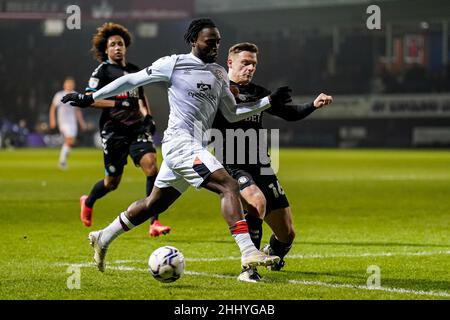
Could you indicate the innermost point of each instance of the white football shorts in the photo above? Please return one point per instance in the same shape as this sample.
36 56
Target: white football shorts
186 162
68 130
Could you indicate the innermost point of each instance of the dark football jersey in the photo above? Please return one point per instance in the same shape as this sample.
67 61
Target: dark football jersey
120 117
255 148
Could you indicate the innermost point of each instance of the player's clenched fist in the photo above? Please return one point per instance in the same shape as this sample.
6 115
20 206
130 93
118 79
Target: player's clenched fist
281 96
322 100
78 99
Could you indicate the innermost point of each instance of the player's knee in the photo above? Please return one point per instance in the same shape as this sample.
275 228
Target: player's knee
259 203
290 237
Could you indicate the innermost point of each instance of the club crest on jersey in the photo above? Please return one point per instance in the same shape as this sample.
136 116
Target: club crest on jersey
204 91
243 180
203 86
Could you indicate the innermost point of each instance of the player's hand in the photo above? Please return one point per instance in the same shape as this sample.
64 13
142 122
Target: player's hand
281 96
78 99
150 124
322 100
147 127
126 103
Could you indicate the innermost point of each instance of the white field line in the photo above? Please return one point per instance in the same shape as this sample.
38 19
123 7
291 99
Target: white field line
394 177
360 287
291 281
308 256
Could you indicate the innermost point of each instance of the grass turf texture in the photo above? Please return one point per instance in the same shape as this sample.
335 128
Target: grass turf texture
352 209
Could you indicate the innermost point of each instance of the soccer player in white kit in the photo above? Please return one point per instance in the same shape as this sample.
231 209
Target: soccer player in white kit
66 117
197 87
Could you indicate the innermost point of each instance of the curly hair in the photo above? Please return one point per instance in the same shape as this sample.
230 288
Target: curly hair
100 39
195 27
243 46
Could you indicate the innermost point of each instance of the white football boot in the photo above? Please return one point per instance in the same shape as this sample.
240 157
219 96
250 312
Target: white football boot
258 258
99 251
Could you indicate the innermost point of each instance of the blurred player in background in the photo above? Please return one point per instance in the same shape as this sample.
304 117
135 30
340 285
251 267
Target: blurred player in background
197 87
126 123
65 117
262 194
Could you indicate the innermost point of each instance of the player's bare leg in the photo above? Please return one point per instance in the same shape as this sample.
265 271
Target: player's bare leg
223 184
65 152
100 189
137 213
280 221
255 204
148 165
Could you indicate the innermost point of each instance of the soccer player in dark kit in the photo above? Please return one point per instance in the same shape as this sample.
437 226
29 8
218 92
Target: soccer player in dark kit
197 88
261 191
126 124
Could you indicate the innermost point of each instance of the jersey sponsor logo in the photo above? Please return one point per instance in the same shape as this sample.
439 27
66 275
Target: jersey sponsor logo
243 180
203 86
93 82
203 92
242 97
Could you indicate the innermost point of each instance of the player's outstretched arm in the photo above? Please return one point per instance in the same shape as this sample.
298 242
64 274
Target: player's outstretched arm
235 112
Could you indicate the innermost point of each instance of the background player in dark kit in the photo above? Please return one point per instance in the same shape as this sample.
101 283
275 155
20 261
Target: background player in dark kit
126 124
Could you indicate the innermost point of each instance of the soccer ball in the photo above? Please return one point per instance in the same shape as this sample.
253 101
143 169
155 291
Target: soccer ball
166 264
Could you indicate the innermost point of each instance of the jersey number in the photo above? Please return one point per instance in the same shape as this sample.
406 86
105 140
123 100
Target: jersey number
277 190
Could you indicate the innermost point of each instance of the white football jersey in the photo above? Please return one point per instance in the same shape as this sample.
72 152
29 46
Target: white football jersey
65 113
195 90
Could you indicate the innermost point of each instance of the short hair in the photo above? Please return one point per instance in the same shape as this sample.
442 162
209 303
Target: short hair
195 27
100 39
243 46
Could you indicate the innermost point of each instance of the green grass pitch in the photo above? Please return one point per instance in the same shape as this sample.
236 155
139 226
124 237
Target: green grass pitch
353 209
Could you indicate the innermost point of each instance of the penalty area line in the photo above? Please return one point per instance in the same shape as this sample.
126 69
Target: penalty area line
290 281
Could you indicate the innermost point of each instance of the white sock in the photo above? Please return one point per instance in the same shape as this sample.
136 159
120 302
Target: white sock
65 150
115 229
245 243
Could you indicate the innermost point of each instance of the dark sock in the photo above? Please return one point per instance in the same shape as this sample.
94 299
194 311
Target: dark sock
279 248
98 191
254 229
148 190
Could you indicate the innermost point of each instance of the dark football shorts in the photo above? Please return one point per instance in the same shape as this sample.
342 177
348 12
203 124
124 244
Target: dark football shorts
118 145
269 184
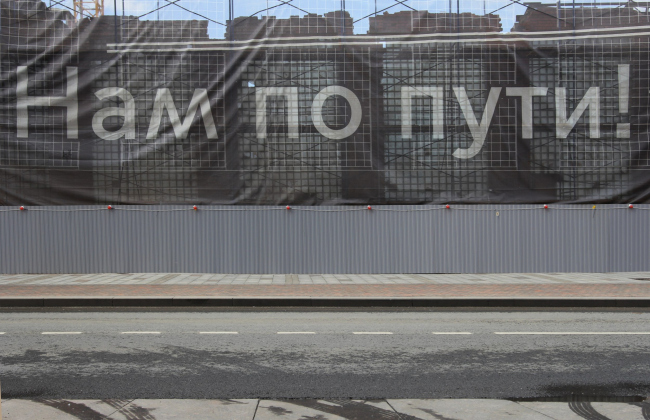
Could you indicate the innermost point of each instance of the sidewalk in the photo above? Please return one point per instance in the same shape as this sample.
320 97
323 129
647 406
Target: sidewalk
251 409
630 289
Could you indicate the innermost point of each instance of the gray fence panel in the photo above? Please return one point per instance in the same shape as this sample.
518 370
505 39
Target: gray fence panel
387 239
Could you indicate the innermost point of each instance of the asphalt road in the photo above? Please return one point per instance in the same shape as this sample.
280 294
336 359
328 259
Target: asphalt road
259 355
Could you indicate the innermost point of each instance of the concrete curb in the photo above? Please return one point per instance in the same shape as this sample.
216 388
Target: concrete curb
248 301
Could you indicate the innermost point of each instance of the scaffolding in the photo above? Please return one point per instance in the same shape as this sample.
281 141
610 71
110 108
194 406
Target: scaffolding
88 8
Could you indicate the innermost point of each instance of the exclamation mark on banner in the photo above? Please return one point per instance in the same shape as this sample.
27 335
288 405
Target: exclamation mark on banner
623 129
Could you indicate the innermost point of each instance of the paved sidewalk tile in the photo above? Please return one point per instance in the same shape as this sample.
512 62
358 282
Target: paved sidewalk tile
606 290
225 279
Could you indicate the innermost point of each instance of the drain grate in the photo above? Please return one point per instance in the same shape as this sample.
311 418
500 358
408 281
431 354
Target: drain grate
583 398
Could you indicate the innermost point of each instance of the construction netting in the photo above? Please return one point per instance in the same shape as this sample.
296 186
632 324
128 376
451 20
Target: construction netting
323 102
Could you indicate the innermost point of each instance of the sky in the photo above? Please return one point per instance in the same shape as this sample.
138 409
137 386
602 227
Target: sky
217 10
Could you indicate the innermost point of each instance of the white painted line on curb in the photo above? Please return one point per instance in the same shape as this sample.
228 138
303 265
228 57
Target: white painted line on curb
574 333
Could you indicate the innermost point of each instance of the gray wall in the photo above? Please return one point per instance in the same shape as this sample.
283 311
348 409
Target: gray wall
387 239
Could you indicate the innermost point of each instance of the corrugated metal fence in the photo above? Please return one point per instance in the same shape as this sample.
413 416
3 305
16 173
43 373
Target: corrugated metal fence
386 239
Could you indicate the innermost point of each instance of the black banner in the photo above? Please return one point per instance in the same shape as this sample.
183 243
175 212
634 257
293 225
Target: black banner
420 106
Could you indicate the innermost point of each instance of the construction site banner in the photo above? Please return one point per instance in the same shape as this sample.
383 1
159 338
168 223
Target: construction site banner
321 102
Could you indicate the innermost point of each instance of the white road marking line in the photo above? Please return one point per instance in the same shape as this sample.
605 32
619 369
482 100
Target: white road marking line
575 333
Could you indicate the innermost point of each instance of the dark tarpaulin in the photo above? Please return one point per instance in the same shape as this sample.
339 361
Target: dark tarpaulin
407 104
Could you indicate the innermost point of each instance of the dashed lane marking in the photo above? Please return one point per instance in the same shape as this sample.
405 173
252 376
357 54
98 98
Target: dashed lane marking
573 333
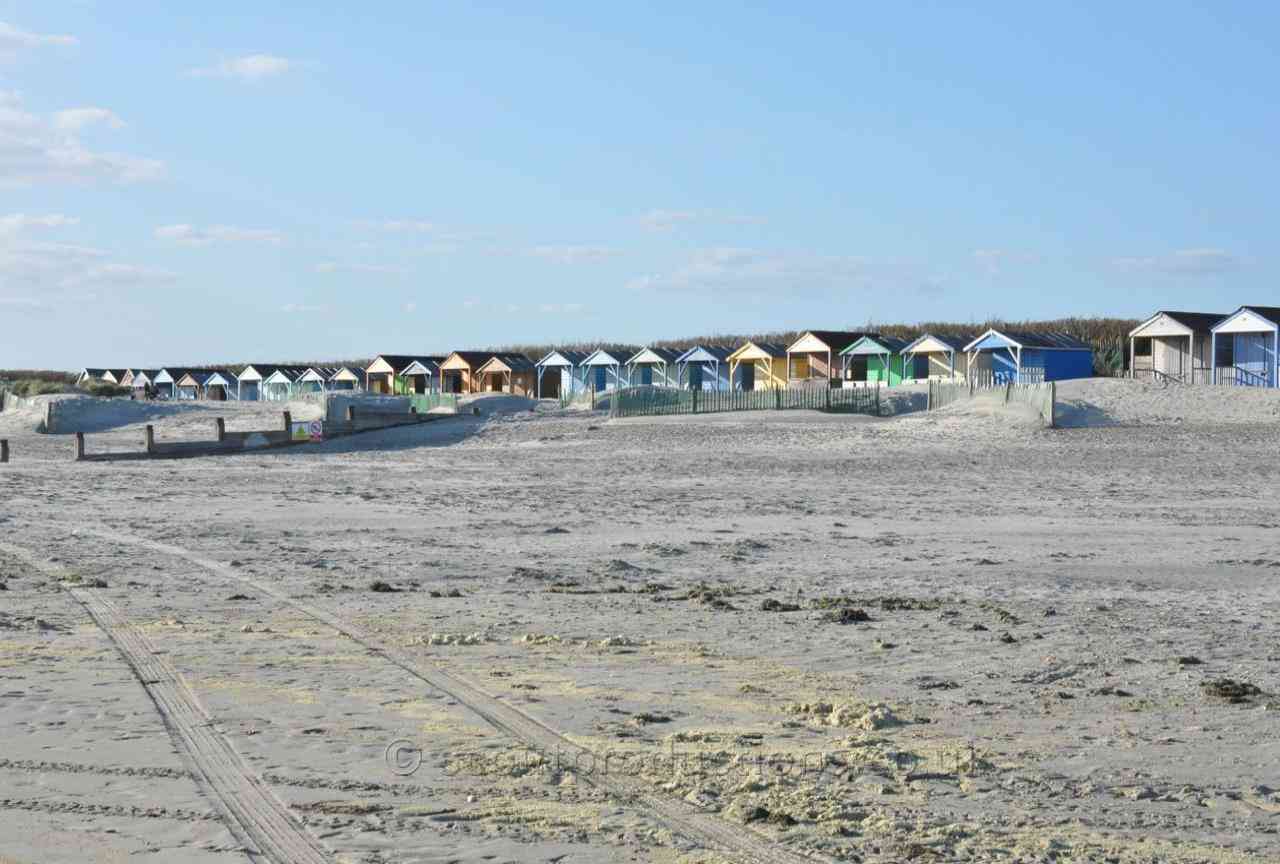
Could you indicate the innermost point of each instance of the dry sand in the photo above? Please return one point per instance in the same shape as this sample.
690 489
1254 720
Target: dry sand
1006 644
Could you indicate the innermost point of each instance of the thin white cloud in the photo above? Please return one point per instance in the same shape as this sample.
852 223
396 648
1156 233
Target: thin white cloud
1183 263
997 260
77 118
13 40
371 269
666 220
192 236
21 222
750 270
574 254
248 68
36 151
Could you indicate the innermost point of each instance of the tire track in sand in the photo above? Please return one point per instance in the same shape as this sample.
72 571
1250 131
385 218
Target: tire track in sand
255 817
741 844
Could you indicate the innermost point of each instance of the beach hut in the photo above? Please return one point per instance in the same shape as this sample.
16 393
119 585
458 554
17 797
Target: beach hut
874 360
506 373
250 380
280 384
560 374
653 368
380 374
457 371
421 374
937 356
315 379
814 357
1246 346
703 368
346 379
1174 346
758 366
165 382
90 375
191 385
142 380
1009 356
606 370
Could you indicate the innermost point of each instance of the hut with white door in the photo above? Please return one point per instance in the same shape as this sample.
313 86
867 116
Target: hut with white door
758 366
560 374
457 371
282 383
937 356
1246 346
606 369
506 373
250 380
315 379
653 368
703 368
423 374
814 357
346 379
1174 346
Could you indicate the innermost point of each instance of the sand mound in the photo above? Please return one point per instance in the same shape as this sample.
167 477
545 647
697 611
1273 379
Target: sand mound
1121 402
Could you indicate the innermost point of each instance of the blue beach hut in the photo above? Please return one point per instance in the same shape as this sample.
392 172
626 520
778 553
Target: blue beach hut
1009 356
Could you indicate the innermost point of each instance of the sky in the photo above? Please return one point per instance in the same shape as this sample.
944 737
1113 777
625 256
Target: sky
310 181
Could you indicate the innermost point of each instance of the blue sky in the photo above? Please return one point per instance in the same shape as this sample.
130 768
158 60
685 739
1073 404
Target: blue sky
272 182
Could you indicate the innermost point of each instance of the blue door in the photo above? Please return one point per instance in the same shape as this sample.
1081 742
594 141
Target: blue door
1253 359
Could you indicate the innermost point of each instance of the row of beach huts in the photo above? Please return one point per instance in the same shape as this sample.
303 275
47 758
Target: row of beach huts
1188 347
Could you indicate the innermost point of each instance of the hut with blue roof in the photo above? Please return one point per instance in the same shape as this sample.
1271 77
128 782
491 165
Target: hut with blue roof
653 368
1019 357
703 368
560 374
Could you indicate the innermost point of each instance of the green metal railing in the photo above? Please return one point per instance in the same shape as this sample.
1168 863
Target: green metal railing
424 402
654 401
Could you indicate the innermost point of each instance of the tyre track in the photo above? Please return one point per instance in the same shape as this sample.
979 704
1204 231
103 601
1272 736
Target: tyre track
255 817
739 842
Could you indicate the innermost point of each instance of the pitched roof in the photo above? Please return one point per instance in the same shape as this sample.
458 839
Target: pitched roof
471 359
704 353
836 339
568 357
1198 321
876 346
515 361
1050 341
956 341
1269 312
602 357
653 355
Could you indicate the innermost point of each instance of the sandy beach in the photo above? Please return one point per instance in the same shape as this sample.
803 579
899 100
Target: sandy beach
540 635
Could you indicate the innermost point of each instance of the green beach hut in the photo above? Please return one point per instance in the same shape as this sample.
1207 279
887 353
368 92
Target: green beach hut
876 360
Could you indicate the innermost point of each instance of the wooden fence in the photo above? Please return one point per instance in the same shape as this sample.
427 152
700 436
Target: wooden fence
654 401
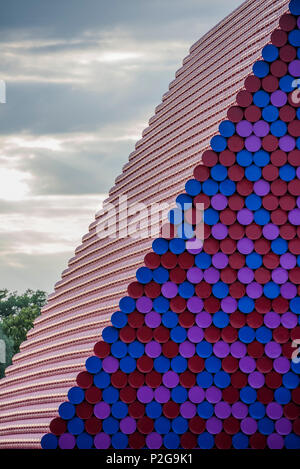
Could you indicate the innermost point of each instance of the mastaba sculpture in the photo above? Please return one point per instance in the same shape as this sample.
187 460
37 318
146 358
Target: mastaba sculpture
202 352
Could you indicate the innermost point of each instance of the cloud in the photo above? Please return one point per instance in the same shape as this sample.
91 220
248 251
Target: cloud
83 79
39 234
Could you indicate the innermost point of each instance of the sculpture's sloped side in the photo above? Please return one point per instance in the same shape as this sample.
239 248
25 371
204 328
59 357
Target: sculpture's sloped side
203 352
98 274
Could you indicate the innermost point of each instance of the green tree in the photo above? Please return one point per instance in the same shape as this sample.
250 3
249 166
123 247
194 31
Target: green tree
6 352
17 313
12 303
16 326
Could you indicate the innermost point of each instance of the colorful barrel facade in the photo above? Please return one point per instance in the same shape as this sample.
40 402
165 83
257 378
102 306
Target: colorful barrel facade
97 276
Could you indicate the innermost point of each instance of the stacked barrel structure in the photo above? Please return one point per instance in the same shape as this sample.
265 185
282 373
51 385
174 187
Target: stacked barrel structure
202 352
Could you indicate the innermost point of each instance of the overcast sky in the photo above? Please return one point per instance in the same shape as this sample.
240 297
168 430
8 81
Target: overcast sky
83 78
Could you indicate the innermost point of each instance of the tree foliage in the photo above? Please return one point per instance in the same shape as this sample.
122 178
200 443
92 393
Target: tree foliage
17 314
6 352
12 303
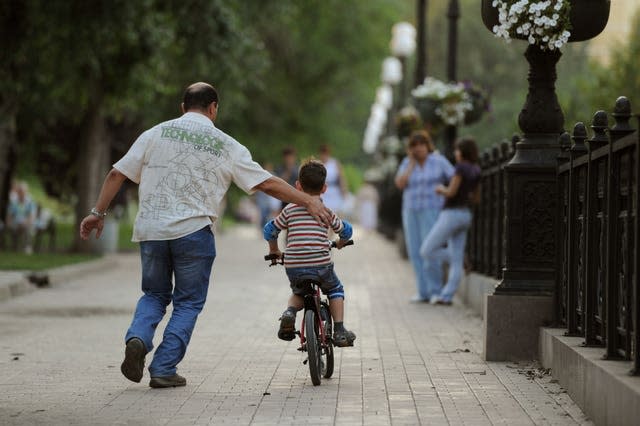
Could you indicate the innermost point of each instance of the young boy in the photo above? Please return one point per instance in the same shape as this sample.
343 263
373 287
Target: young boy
307 252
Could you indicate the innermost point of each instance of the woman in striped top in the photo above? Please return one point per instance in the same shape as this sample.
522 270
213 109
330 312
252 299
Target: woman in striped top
308 253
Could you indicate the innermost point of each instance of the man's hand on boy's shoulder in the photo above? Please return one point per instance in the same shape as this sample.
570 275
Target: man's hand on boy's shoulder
341 243
276 252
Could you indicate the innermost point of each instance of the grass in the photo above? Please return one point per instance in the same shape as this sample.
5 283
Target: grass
65 234
12 261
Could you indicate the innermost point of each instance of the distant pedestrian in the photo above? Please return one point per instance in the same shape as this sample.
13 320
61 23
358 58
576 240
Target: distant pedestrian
184 168
420 172
21 218
454 220
337 190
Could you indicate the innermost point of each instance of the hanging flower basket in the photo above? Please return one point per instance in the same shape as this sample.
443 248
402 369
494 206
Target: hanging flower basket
548 24
449 104
427 110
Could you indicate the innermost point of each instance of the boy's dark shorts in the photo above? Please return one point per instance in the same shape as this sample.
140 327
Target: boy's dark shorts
329 282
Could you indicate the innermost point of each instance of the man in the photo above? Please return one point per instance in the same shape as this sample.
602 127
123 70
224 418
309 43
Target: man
184 168
21 217
288 170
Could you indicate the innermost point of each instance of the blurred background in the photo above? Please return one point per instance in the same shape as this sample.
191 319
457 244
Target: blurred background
80 80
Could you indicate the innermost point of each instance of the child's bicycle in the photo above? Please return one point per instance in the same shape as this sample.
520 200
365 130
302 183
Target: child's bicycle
316 330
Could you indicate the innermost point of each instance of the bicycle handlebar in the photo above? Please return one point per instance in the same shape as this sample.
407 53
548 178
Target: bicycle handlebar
348 243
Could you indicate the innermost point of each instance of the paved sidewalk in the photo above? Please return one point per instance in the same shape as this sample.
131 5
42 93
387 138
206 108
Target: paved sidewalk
61 348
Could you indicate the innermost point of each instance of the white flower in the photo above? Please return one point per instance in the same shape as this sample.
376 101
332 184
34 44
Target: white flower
543 23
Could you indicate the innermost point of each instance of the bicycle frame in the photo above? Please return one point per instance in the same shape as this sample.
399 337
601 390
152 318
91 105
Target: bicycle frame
312 303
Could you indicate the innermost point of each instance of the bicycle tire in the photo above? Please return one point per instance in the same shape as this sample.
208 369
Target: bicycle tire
328 364
313 347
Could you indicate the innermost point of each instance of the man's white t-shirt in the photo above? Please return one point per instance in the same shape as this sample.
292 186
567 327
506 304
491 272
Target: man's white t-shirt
184 167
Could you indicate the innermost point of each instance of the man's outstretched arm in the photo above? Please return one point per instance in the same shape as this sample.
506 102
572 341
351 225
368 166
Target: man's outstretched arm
281 190
112 183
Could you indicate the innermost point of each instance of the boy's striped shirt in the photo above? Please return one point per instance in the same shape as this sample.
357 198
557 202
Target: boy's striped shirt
307 240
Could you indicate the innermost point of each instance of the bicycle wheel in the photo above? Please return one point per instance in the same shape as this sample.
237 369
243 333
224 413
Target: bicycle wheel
327 351
313 347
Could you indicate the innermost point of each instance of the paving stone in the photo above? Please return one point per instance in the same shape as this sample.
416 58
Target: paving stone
61 348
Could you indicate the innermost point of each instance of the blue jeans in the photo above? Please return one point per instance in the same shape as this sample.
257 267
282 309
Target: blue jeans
417 224
329 282
189 260
450 228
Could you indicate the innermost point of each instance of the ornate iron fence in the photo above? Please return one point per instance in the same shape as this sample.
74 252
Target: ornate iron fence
598 231
485 249
598 289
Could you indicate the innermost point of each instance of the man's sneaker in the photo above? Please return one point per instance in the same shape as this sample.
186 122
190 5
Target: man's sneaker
168 381
343 338
287 329
133 364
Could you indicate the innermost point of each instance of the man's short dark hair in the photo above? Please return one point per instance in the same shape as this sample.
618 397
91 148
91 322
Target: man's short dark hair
312 176
199 96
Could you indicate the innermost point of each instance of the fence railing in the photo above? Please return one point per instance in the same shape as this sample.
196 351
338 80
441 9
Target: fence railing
486 246
598 235
598 289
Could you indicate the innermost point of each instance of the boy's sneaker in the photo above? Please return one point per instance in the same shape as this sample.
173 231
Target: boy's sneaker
133 364
168 381
287 329
343 338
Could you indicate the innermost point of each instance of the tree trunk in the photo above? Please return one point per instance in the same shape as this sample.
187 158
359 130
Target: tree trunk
93 164
8 112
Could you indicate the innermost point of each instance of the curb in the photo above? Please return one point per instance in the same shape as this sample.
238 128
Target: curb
14 284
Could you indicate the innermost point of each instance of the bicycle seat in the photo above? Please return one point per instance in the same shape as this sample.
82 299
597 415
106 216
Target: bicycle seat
305 283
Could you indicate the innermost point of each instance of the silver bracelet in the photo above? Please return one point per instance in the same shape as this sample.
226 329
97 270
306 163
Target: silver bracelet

● **TASK OBJECTIVE**
List every line above that holds the word "bracelet".

● **RESPONSE BELOW**
Could you indicate the innermost point of each instance of the silver bracelet in the photo above? Please return one point per instance in the same shape as this sample.
Target: silver bracelet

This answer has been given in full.